DONNÉES FOURNIES:
§
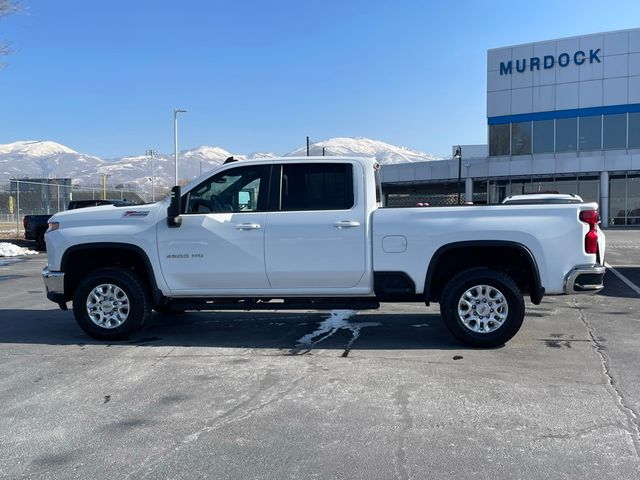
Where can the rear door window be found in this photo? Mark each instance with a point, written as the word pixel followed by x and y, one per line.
pixel 316 186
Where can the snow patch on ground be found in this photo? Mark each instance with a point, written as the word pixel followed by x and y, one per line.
pixel 11 250
pixel 338 320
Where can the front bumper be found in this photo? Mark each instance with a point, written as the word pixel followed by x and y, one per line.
pixel 585 279
pixel 54 284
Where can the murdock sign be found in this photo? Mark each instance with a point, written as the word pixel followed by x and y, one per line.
pixel 549 61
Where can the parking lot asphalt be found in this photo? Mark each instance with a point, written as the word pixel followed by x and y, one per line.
pixel 385 394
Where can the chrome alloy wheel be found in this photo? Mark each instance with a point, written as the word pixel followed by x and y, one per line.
pixel 108 306
pixel 483 309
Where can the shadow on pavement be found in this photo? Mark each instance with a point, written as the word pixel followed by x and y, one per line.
pixel 268 330
pixel 614 287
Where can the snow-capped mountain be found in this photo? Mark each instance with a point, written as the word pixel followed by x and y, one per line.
pixel 384 153
pixel 47 159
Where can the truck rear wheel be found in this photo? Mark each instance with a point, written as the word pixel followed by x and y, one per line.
pixel 111 304
pixel 482 307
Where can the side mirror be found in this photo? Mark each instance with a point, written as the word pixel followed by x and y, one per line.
pixel 173 210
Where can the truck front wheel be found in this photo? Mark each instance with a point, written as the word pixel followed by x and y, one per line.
pixel 482 307
pixel 111 304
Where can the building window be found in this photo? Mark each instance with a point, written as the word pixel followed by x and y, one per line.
pixel 521 138
pixel 618 200
pixel 499 140
pixel 566 134
pixel 590 129
pixel 634 130
pixel 543 136
pixel 615 131
pixel 589 189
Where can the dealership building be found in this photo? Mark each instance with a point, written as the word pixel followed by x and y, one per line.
pixel 562 115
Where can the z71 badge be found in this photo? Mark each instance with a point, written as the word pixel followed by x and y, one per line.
pixel 136 213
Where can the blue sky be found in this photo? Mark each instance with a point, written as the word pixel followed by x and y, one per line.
pixel 103 77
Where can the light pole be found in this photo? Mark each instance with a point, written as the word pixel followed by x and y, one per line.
pixel 152 154
pixel 458 155
pixel 176 111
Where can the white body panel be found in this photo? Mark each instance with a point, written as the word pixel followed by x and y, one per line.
pixel 211 252
pixel 310 253
pixel 552 233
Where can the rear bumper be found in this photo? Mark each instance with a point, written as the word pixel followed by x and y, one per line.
pixel 585 279
pixel 54 284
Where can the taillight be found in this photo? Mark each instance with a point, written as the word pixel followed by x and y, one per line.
pixel 591 238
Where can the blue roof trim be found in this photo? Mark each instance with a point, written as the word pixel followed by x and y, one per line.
pixel 576 112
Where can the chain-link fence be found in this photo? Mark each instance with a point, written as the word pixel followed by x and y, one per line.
pixel 433 200
pixel 20 197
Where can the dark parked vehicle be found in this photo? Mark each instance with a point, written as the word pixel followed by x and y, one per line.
pixel 36 225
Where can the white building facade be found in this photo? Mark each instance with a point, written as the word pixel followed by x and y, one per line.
pixel 562 115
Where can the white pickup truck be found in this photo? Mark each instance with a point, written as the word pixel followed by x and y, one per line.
pixel 312 233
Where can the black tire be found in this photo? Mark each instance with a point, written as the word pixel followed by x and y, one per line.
pixel 40 241
pixel 127 295
pixel 488 290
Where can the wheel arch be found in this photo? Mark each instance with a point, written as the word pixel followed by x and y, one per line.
pixel 79 260
pixel 454 257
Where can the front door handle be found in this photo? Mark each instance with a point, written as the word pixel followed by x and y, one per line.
pixel 346 224
pixel 247 226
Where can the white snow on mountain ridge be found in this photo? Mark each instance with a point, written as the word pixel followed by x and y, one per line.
pixel 46 159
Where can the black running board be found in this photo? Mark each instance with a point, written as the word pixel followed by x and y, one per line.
pixel 321 303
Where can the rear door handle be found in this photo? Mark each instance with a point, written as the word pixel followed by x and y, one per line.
pixel 247 226
pixel 346 224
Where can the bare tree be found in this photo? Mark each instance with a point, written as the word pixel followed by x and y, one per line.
pixel 7 7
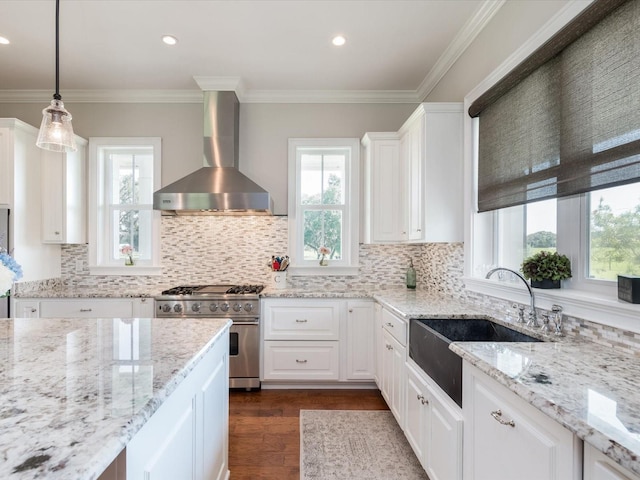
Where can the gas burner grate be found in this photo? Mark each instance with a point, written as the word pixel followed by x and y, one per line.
pixel 245 289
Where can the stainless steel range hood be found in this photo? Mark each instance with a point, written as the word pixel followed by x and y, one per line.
pixel 218 188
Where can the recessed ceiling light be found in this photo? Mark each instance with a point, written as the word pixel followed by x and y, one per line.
pixel 339 40
pixel 169 39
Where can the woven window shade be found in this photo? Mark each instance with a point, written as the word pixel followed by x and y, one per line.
pixel 572 124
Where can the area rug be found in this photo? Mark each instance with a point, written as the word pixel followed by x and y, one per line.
pixel 355 445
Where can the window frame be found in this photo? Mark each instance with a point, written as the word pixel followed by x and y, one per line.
pixel 348 265
pixel 589 299
pixel 100 211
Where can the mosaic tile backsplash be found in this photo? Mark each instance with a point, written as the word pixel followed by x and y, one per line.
pixel 202 250
pixel 219 249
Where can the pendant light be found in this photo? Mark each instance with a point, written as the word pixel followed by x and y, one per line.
pixel 56 131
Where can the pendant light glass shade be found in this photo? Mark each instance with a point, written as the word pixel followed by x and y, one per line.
pixel 56 131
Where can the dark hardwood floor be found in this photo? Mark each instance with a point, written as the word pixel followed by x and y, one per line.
§
Transformez toutes les lignes des enregistrements ci-dessus en une liste numérotée, sans les lignes vides et sans reprendre les images.

1. Where can the rear door window be found in this photo? Mark each instance with a point, written as the word pixel followed by x and y, one per line.
2. pixel 316 186
3. Where can the snow patch on ground be found in this photo? Mark each instance with a point, written as the word pixel followed by x and y, one per line.
4. pixel 11 250
5. pixel 338 320
6. Where can the front bumper be found in this photo? Mark each instance with a point, written as the word pixel followed by x and y, one per line.
7. pixel 585 279
8. pixel 54 284
9. Where can the murdock sign be found in this photo? Mark each instance with a point, written as the word pixel followed by x and y, one per line.
10. pixel 549 61
11. Where can the parking lot asphalt be found in this photo? Mark each instance with a point, written as the word pixel followed by x and y, one per line.
12. pixel 385 394
13. Where can the chrome alloy wheel be found in this photo? Mark each instance with a point, written as the word pixel followed by x and y, one per line.
14. pixel 108 306
15. pixel 483 309
16. Where can the shadow on pavement be found in this photo? Mark each instance with a point, written as the word pixel followed by x and y, one per line.
17. pixel 268 330
18. pixel 614 287
19. Where can the snow-capped mountain be found in this photo? Mark each instance with a point, written as the word pixel followed by x and y, one per line.
20. pixel 384 153
21. pixel 47 159
22. Where can the truck rear wheel be found in this photo? Mark each instance with a point, written as the word pixel followed by x and y, one per line.
23. pixel 111 304
24. pixel 482 307
25. Where can the side mirror be found in this photo? Mark each instance with a point, written as the word pixel followed by x and y, one per line.
26. pixel 173 210
27. Where can the truck front wheel be found in this photo? Mark each instance with a point, written as the word pixel followed by x and y, one per line.
28. pixel 482 307
29. pixel 111 304
30. Where can the building window be found in this photo? Mark each instance with a point, written as the word pixel followed by x and y, one per line.
31. pixel 521 138
32. pixel 618 200
33. pixel 499 140
34. pixel 566 134
35. pixel 590 129
36. pixel 634 130
37. pixel 543 136
38. pixel 615 131
39. pixel 589 189
40. Where can the dealership building be found in this photo? Mark each instance with a point, written as the word pixel followed by x and y, one per line.
41. pixel 562 115
42. Where can the z71 badge be found in this photo? Mark each instance with a point, written as the word pixel followed by x and y, one per line.
43. pixel 136 213
44. Where can the blue sky be found in this photo? Mark each instance with a point, written as the word pixel followed by x and y, one per line.
45. pixel 103 77
46. Where can the light pole be found in this photo? Mark each instance with a point, written as the word pixel followed by x and y, one per line.
47. pixel 152 154
48. pixel 458 155
49. pixel 176 111
50. Where can the white body panel be found in this photo? Mark each instance with a point, written as the word pixel followed by x and y, one per line.
51. pixel 211 252
52. pixel 310 253
53. pixel 552 233
54. Where can the rear bumper be found in this photo? Mark each instance with a point, written as the word pixel followed by x and y, one per line.
55. pixel 585 279
56. pixel 54 284
57. Where can the taillight be found in this photo? Mark each instance with a point, written as the word pixel followed by x and y, one per line.
58. pixel 591 238
59. Where can the blue roof trim be found in this photo? Mark each instance with a point, written as the word pixel followed by x and y, one per line.
60. pixel 576 112
61. Where can the chain-link fence be found in this photo? Mark each instance with a point, written as the word pixel followed by x and y, one per line.
62. pixel 433 200
63. pixel 20 197
64. Where can the dark parked vehicle be found in this photo? Mark each instance with a point, written as the word pixel followed by x and y, one per line.
65. pixel 36 225
66. Where can the white building facade be found in this photo? Mark each instance with a point, written as the word pixel followed by x and y, one per line.
67. pixel 562 115
68. Where can the white pickup truck be found in this photo? Mark each instance with a point, written as the word pixel followed by x and y, one per line.
69. pixel 312 233
70. Where can the black tire be found in this photo? Mark each instance with a point, written as the word pixel followed by x and y, one per line.
71. pixel 40 241
72. pixel 127 295
73. pixel 488 290
74. Where can the wheel arch be found in this photo? Mark each instance with a point, written as the word pixel followed by x and y, one per line.
75. pixel 79 260
76. pixel 454 257
77. Where can the front door handle be found in this photo? Mark each instance with a point, written as the word pixel followed by x and y, one per line.
78. pixel 346 224
79. pixel 247 226
80. Where can the white snow on mountain ridge be found in this photo? Mark each instance with a point, written as the word pixel followed by x and y, one per line.
81. pixel 46 159
82. Where can the black running board be found in this photo? Mark each instance with a point, written as the word pixel followed by x and y, one per line.
83. pixel 321 303
84. Where can the rear door handle be found in this photo? Mark each instance with a point, written as the word pixel followed by x and y, one per line.
85. pixel 247 226
86. pixel 346 224
87. Where can the bare tree be found in this photo? Mark each instance with a point, written as the word pixel followed by x and y, one per line.
88. pixel 7 7
89. Where can the gas burner grate be found in this photo? Mark each instance with a point, written as the word pixel followed by x and y, one per line.
90. pixel 245 289
91. Where can the stainless steel range hood be found in this photo? Mark each instance with a point, written as the word pixel followed by x and y, one per line.
92. pixel 218 188
93. Where can the recessed ceiling light be found in this photo? Mark each instance with a point, written as the word pixel followed by x and y, one per line.
94. pixel 339 40
95. pixel 169 39
96. Where can the woven window shade be found in this photo? Mark each instance with a point, written as the word pixel followed by x and y, one per line.
97. pixel 572 124
98. Where can the area rug be found in this photo? Mark each instance with a point, written as the word pixel followed by x and y, one per line.
99. pixel 355 445
100. Where can the window frame be found in this photo? Mark each instance with a point, written as the word pixel followed by x and y, one per line.
101. pixel 348 265
102. pixel 589 299
103. pixel 100 211
104. Where can the mosaic tile backsplash be found in this photo? Mark each instance with a point, written as the word pixel followed by x and y, one per line.
105. pixel 202 250
106. pixel 219 249
107. Where can the pendant light be found in this photo? Mark each instance with a point, written as the word pixel followed by x and y, one per line.
108. pixel 56 131
109. Where can the pendant light glass shade be found in this photo? Mark each instance with a point, written as the word pixel followed by x and y, one per line.
110. pixel 56 131
111. Where can the dark hardwood floor be found in this photo? Mark each instance with a point, written as the word pixel followed by x and y, one per line.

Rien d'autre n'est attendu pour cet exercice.